▶ Text:
So the ICADD FIXED attributes do several things: establish the
mapping from the source tagset to the ICADD tags both one-to-one
and when they change based on the context; dictate the
generation of both fixed text and auto-numbering (in context as
well -- a list item in an ordered list may get different fixed
text than in an unordered list); turn off processing when necessary
(as in examples or mathematics) and generates notes to a Braille
transcription expert. The attributes are all prefixed
with SDA (for SGML Disabled Access), and have names such as
SDAFORM, SDARULE, SDAPREF, SDASUFF, SDATRANS.

| The ICADD tagset is described and "formalized" in an annex to ISO 12083.

T> Is this new?

No. This is all part of ISO 12083 and has been since it was published
last year. The ISO DTDs include all the SDA attributes as a model.

>Although work on the ICADD tagset predates widespread use of HTML,
>the two tagsets overlap significantly. Many elements have the same names;
>others, with different names, are nonetheless nearly identical in their
>intended functionality; only a handful have specific ICADD capability
>and don't exist in HTML.

D> I wonder about this: are ICADD documents relatively the same size and
D> scope as HTML documents? I see a BOOK element -- that leads me to think
D> that ICADD documents are often quite large, and not really suitable
D> in the same contexts as many HTML documents.

Dan is absolutely right. But I think there will be contexts in which
they are quite suitable. The highest level element in ICADD -- BOOK --
is often used as a substitute for CHAPTER, and most ICADD files are
about that length. I imagine people using this capability more or
less in the following way (as an example): A classful of students,
one or more of whom is blind, are told by a teacher to read chap 6, pages
77 to 86 for the next day. The available text has been prepared by a
Braille production company (such as American Printing House for the
Blind, or the Texas Dept of Education Braille Repository) and put
onto floppy disks. The blind student is able to use a freely
available HTML browser to read the text.

▶ Excerpted data:
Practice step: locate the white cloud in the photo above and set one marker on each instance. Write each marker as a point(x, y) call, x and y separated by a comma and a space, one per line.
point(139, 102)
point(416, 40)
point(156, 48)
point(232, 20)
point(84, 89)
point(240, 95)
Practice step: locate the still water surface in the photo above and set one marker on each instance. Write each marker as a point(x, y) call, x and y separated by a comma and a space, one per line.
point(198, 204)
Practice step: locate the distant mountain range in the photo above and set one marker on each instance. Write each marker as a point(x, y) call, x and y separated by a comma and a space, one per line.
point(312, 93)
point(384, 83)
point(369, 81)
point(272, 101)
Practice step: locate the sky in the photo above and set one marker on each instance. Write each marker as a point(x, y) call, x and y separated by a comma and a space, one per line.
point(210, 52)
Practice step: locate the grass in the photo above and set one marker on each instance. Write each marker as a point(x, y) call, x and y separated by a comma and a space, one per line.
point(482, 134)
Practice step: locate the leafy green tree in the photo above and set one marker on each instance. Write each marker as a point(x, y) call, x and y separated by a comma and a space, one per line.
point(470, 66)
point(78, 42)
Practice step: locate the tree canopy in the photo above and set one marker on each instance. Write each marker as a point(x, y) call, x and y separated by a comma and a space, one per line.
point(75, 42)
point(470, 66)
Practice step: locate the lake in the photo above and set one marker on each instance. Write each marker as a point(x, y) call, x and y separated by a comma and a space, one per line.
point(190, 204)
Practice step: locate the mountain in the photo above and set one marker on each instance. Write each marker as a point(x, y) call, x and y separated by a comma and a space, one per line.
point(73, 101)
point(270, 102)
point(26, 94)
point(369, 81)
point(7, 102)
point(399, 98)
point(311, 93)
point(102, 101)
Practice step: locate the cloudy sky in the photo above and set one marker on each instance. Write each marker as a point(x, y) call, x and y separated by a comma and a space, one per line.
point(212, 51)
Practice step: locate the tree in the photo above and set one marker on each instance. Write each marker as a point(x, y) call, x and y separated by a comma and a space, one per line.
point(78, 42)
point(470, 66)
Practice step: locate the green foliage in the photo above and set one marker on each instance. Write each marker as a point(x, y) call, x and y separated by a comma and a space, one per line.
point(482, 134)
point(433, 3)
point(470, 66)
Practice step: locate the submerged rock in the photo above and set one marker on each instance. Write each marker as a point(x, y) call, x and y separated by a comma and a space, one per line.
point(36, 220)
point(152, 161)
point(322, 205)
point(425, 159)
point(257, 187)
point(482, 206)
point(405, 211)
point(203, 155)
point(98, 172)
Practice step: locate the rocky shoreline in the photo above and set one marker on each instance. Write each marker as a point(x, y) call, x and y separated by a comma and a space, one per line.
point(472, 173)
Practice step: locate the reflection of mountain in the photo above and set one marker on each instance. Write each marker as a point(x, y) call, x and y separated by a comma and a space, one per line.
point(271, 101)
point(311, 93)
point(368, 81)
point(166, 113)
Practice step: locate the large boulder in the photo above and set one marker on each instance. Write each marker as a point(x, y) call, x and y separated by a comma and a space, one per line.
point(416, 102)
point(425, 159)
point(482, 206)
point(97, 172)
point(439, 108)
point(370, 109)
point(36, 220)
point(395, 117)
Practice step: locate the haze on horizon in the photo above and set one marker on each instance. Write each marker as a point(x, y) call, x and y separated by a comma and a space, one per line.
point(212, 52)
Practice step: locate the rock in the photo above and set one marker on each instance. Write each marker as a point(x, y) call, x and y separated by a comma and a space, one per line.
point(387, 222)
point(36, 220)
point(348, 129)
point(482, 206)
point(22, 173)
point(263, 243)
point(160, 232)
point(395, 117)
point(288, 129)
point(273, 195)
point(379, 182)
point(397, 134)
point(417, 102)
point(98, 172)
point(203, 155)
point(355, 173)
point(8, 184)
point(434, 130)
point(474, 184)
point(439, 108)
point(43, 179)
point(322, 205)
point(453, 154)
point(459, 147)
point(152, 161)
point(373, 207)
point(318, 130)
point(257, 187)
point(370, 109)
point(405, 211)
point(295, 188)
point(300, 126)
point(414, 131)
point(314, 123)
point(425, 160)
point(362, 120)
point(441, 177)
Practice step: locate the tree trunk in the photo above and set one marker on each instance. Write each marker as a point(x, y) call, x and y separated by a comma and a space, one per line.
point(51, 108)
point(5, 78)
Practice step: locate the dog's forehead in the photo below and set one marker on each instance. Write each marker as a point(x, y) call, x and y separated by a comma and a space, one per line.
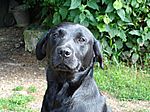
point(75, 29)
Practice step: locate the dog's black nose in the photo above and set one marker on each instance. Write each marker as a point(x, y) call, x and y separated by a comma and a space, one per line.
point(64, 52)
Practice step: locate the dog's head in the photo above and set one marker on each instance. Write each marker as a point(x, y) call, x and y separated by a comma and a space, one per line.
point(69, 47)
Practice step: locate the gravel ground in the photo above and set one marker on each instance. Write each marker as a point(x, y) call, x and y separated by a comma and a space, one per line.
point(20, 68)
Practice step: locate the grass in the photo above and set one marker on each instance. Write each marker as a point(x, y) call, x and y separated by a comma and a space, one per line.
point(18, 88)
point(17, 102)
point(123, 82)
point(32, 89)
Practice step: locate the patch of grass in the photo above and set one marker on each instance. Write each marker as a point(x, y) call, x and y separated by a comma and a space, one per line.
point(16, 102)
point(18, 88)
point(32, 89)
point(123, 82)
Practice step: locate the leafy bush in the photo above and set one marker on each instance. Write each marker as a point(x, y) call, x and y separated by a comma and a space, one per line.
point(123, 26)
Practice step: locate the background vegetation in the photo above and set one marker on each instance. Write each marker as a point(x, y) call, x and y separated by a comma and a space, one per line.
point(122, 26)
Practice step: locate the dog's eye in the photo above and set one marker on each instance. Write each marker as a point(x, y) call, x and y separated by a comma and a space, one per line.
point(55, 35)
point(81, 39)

▶ Short problem 1:
In the ICADD text, what does the prefix SDA stand for?
▶ Short problem 2:
Please return the passage of the ICADD text from "D> I wonder" to "many HTML documents.", copied word for word.

▶ Worked answer 1:
SGML Disabled Access

▶ Worked answer 2:
D> I wonder about this: are ICADD documents relatively the same size and
D> scope as HTML documents? I see a BOOK element -- that leads me to think
D> that ICADD documents are often quite large, and not really suitable
D> in the same contexts as many HTML documents.